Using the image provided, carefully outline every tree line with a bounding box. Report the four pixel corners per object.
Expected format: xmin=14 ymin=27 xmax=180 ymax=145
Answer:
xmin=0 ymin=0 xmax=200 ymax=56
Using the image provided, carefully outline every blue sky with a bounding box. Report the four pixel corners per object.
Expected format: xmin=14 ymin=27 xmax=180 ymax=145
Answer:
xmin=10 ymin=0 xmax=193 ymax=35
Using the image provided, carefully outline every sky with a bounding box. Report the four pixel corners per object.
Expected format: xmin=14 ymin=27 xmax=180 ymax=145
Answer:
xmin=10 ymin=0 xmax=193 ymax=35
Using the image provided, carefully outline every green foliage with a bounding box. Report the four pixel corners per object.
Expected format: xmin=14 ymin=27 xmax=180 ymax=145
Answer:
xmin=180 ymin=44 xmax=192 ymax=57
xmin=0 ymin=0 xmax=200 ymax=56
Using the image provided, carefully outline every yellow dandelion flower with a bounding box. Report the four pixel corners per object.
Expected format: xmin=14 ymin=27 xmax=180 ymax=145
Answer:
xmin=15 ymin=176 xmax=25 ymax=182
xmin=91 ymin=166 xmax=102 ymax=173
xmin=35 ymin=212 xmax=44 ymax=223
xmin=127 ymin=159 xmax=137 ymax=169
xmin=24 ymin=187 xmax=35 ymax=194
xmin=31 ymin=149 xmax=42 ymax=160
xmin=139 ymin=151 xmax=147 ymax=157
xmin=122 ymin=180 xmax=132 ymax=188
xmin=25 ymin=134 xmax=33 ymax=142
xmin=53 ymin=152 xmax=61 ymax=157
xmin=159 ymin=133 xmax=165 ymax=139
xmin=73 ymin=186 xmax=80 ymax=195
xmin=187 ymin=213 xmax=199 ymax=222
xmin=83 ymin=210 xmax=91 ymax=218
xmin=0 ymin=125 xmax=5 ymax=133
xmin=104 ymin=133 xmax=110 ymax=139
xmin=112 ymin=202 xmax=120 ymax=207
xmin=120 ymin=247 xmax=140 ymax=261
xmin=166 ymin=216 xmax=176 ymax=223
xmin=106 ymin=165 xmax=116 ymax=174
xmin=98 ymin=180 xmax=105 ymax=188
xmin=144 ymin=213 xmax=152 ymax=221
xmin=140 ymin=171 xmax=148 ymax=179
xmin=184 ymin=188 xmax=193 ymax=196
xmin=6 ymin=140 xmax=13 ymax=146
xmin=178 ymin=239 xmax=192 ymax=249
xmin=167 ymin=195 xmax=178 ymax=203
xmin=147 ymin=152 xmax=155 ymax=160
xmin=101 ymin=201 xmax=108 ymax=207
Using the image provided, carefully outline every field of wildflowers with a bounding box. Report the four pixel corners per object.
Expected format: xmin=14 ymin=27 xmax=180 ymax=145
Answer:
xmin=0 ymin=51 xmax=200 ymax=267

# # #

* Exercise
Copy all of the data above word for word, line by line.

* Task solution
Using the image provided, carefully outline every tree line with a bounding box. Report the four pixel corners per object.
Expected format: xmin=14 ymin=27 xmax=180 ymax=145
Answer:
xmin=0 ymin=0 xmax=200 ymax=56
Using the image provided, carefully outline every blue sky with a bounding box. Report the four pixel corners per object.
Expected format: xmin=14 ymin=27 xmax=180 ymax=145
Answer:
xmin=10 ymin=0 xmax=193 ymax=35
Using the image provided, carefully outline every sky with a bounding box. Report the four pixel corners per object.
Expected format: xmin=14 ymin=27 xmax=180 ymax=145
Answer:
xmin=10 ymin=0 xmax=193 ymax=35
Using the image provided, carefully outline every green foliage with a bounding box. Report the four pixel corners per object.
Expected format: xmin=14 ymin=27 xmax=180 ymax=145
Answer:
xmin=180 ymin=44 xmax=192 ymax=57
xmin=0 ymin=0 xmax=200 ymax=56
Using the image provided, carefully outline every yellow dandelion flower with a bounding box. Report the four pixel corners per object.
Expected format: xmin=14 ymin=27 xmax=180 ymax=145
Answer:
xmin=15 ymin=176 xmax=25 ymax=182
xmin=91 ymin=166 xmax=102 ymax=173
xmin=35 ymin=212 xmax=44 ymax=223
xmin=127 ymin=159 xmax=137 ymax=169
xmin=24 ymin=187 xmax=35 ymax=194
xmin=31 ymin=149 xmax=42 ymax=160
xmin=139 ymin=151 xmax=147 ymax=157
xmin=122 ymin=180 xmax=132 ymax=188
xmin=25 ymin=134 xmax=33 ymax=142
xmin=53 ymin=152 xmax=61 ymax=157
xmin=159 ymin=133 xmax=165 ymax=139
xmin=73 ymin=186 xmax=80 ymax=195
xmin=187 ymin=213 xmax=199 ymax=222
xmin=83 ymin=210 xmax=91 ymax=218
xmin=0 ymin=125 xmax=5 ymax=133
xmin=104 ymin=133 xmax=110 ymax=139
xmin=112 ymin=202 xmax=120 ymax=207
xmin=120 ymin=247 xmax=140 ymax=261
xmin=166 ymin=216 xmax=176 ymax=223
xmin=106 ymin=165 xmax=116 ymax=174
xmin=98 ymin=180 xmax=105 ymax=188
xmin=144 ymin=213 xmax=152 ymax=221
xmin=140 ymin=171 xmax=148 ymax=179
xmin=184 ymin=188 xmax=193 ymax=196
xmin=6 ymin=140 xmax=13 ymax=146
xmin=178 ymin=239 xmax=192 ymax=249
xmin=167 ymin=195 xmax=178 ymax=203
xmin=147 ymin=152 xmax=155 ymax=160
xmin=101 ymin=201 xmax=108 ymax=207
Using the image provided, carefully outline every field of wildflowers with a bounding box. Report the four pixel corners per object.
Expected format: xmin=14 ymin=27 xmax=180 ymax=145
Answer:
xmin=0 ymin=51 xmax=200 ymax=267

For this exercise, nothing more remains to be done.